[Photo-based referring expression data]
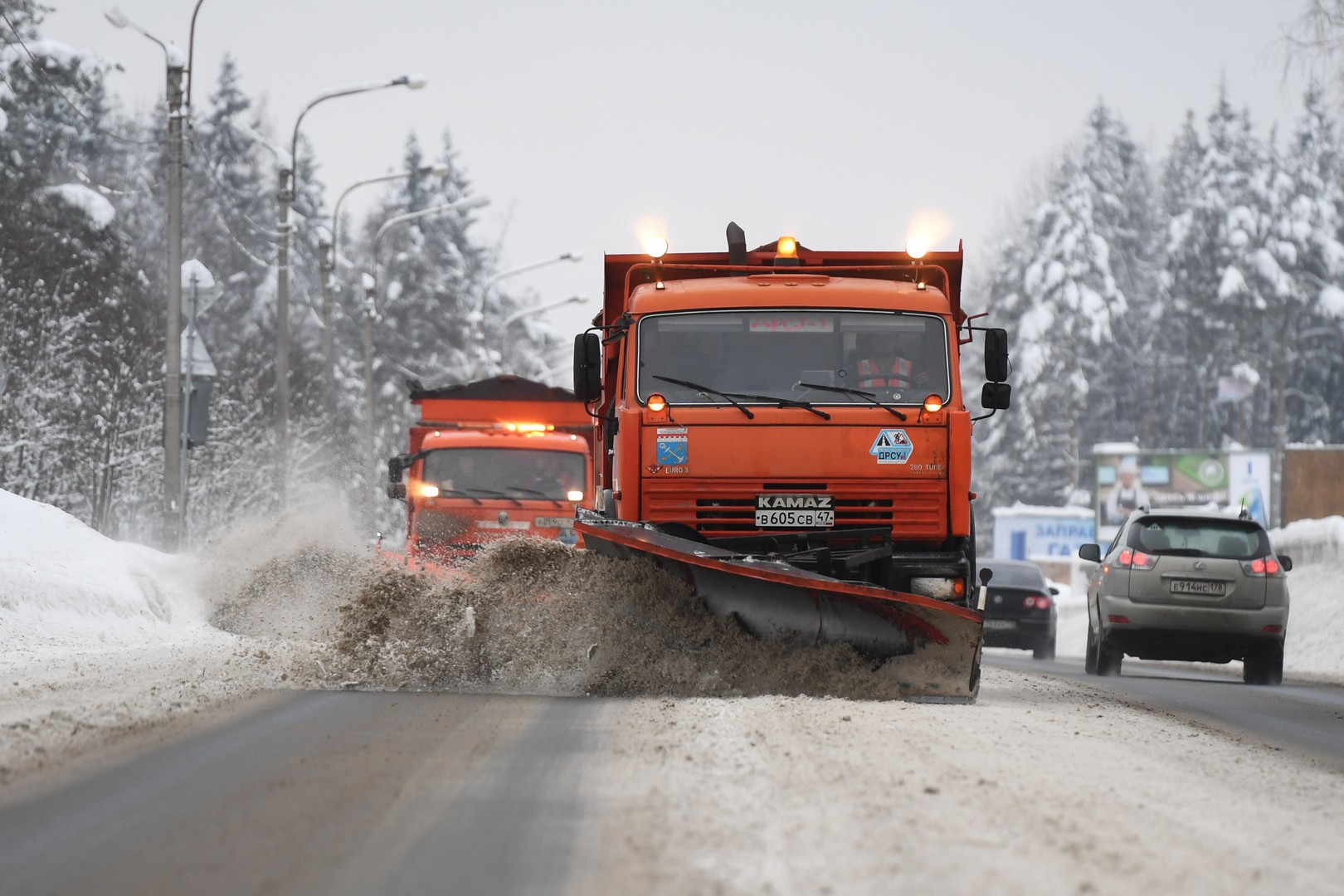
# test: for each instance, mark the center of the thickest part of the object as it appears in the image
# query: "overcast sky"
(832, 121)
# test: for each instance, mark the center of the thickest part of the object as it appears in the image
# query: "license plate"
(795, 512)
(1187, 586)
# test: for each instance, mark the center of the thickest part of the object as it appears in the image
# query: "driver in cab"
(882, 364)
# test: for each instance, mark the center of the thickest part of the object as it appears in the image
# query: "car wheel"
(1108, 661)
(1045, 648)
(1264, 668)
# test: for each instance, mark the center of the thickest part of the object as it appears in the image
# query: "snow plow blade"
(934, 645)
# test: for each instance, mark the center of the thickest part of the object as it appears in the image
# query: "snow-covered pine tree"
(74, 329)
(1307, 368)
(1055, 289)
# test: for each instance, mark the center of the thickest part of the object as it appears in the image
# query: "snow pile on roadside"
(65, 585)
(541, 617)
(105, 644)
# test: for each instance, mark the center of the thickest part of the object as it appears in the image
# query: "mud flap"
(932, 648)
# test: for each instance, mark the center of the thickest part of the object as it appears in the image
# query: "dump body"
(488, 460)
(806, 414)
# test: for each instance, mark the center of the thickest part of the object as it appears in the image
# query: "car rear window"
(1230, 538)
(1016, 577)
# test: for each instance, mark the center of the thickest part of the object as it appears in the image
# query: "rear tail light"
(1262, 566)
(1137, 559)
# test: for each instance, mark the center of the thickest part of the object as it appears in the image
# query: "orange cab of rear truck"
(786, 430)
(498, 457)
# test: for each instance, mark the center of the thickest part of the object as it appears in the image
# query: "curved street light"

**What this task involves**
Copy the entries exactly. Leave out the images.

**Answer for the task**
# test: for each instance, mark the center of the thickest part of the object as it appears in the image
# query: "overcast sky"
(832, 121)
# test: for each instance, mark the center of the thickest part of the object as it appears in the image
# query: "license plate"
(795, 512)
(1187, 586)
# test: for each instance, mark the center of the thickest part of the object as it appears in the image
# query: "driver in cab"
(882, 364)
# test: for each instance, mark the center of the thickest part of the object as it appears in the image
# query: "car wheel"
(1108, 661)
(1045, 648)
(1264, 668)
# test: for each instance, mark the center of the thickest part of the object as it appears in the image
# query: "snow plow blade"
(934, 645)
# test: for each instance, mark the center of the thickest part of the object as it appears in the image
# query: "snow-covered pine tree"
(74, 329)
(1307, 368)
(1055, 289)
# test: for each instance, mark the center of the thickest part of the object as it appears in the image
# query: "snow pile on roadside"
(65, 585)
(541, 617)
(105, 644)
# test: for each instance, mark the center of the thickest part of the object as it appears in the image
# query: "mud flap"
(932, 648)
# test: for each instance, mark the center of the thickest part of the object as it appears in the image
# query: "dump body"
(488, 460)
(806, 414)
# test: for each instance, mark the center of the thickest part of the object as it appears in the image
# query: "car rear window"
(1230, 538)
(1016, 577)
# test: for each instance, mark the center of the thickest part of the object as it appears in the image
# query: "rear tail light"
(1262, 566)
(1137, 559)
# test: for each instance, mark the center of the thickest part of the object as it appears in the image
# query: "orange cab of rear truck"
(786, 430)
(498, 457)
# test: for each instance, mark the center of the thickest part of the object as it appears in the image
# query: "curved street light"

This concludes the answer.